Le Chef de gare avait raison
lorsqu’il l’évoquait au sujet du Fantôme
de l’opéra de Fisher : notre problématique de l’adaptation n’a plus
aucun sens dès lors que le film est bon. Mais lorsqu’en plus, le roman dont il
est issu est au moins aussi bon, il peut tout de même rester quelque intérêt à
la comparaison, puisqu’alors il ne s’agit plus seulement de s’adonner à un
quelconque jeu des 7 erreurs, mais bien de démêler l’écheveau d’une réussite,
qui de l’un à l’autre médium n’est jamais irrésistible.
Le roman Les Fils de l’homme, paru en 1992, de l’auteur(e) britannique P.D.
James nous racontait dans la grande tradition dystopique de la littérature
anglaise, l’agonie d’un monde, le nôtre, à partir d’une seule et simple idée –
encore une fois ! : la stérilité générale et durable de toute la race
humaine. A partir de la fin des années 90’, dans l’alternative temporelle
proposée par l’auteur, la fécondité baisse brutalement jusqu’à disparaître
purement et simplement au tournant du XXIème siècle, laissant l’Humanité dans
l’incompréhension et l’angoisse de sa disparition prochaine. Cette lente apocalypse a l’avantage d’être à
la fois très aisément saisissable et donc vraisemblable pour le lecteur – ici
pas besoin de hordes de zombies ou d’explosions thermonucléaires – et d’être
dès l’abord une allégorie de notre condition : ce monde duquel l’enfance
puis la jeunesse sont progressivement et irrémédiablement chassées, c’est bien
sûr le propre état intérieur de chacun de nous. A l’image de cette fiction qui
nous raconte un monde qui se trouve en proie à l’inexorable panique de vieillir,
nous cheminons tous individuellement, et donc collectivement, vers ce destin
de l’extinction programmée, à plus ou
moins brève échéance selon notre âge. Voilà bien une fin du monde que nous
aurons tous à affronter… P.D. James, fidèle à son style d’écriture, nous
embarque dans cet environnement à l’agonie, par les yeux de Théo, professeur
d’histoire quelque peu au chômage technique depuis qu’il n’y a plus d’étudiant,
et c’est à travers lui, parfois sous la forme du journal qu’il tient au jour le
jour, le plus souvent, plus classiquement par un point de vue narratif
surplombant qui le prend toutefois comme sujet principal, que nous cheminons
dans ce monde dépressif livré littéralement au désespoir dans lequel il n’y a
plus d’avenir, et duquel ce qu’il nous reste du passé, ce ne sont que les
regrets. L’évènement fondateur du personnage de Théo tient en ce qu’il a perdu
son unique enfant, et de la pire des manières : il l’a accidentellement
tué. Ce personnage est donc ainsi d’emblée un peu à l’image de ce monde en voie
d’extinction, il est depuis longtemps comme déjà mort, et il ne peut certes
pour lui plus y avoir aucun enfant, puisque le sien n’est plus.

§ **Consigne**:
Recopiez à l'identique le passage du texte fourni commençant par « Le Chef de gare » et se terminant par « l’auteur(e) britannique P.D. ».

§ **Liste extraite**:
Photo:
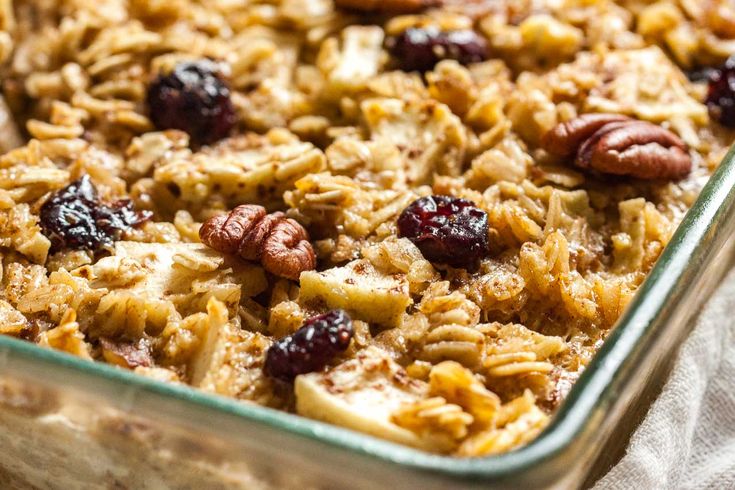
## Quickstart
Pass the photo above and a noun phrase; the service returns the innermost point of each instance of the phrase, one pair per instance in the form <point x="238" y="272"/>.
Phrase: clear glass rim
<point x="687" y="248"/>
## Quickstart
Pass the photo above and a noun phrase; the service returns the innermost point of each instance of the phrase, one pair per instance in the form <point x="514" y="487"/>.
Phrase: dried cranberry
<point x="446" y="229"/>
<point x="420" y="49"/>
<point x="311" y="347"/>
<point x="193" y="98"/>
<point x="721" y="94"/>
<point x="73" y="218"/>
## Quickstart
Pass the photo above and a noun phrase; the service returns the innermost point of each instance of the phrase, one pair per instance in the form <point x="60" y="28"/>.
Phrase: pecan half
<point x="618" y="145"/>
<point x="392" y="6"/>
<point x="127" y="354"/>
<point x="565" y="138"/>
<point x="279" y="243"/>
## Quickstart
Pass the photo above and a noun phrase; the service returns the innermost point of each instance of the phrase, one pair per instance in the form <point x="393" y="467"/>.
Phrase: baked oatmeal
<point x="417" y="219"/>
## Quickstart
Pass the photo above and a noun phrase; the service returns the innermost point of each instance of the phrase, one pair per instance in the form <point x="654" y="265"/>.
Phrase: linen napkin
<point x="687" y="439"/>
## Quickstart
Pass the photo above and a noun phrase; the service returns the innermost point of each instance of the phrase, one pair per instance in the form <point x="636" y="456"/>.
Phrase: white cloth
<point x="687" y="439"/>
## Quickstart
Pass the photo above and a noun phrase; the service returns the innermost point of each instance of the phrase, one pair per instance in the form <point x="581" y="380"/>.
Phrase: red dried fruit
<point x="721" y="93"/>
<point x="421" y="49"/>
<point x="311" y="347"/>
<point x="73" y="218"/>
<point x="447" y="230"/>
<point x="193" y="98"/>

§ **Corrigé**:
Le Chef de gare avait raison
lorsqu’il l’évoquait au sujet du Fantôme
de l’opéra de Fisher : notre problématique de l’adaptation n’a plus
aucun sens dès lors que le film est bon. Mais lorsqu’en plus, le roman dont il
est issu est au moins aussi bon, il peut tout de même rester quelque intérêt à
la comparaison, puisqu’alors il ne s’agit plus seulement de s’adonner à un
quelconque jeu des 7 erreurs, mais bien de démêler l’écheveau d’une réussite,
qui de l’un à l’autre médium n’est jamais irrésistible.
Le roman Les Fils de l’homme, paru en 1992, de l’auteur(e) britannique P.D.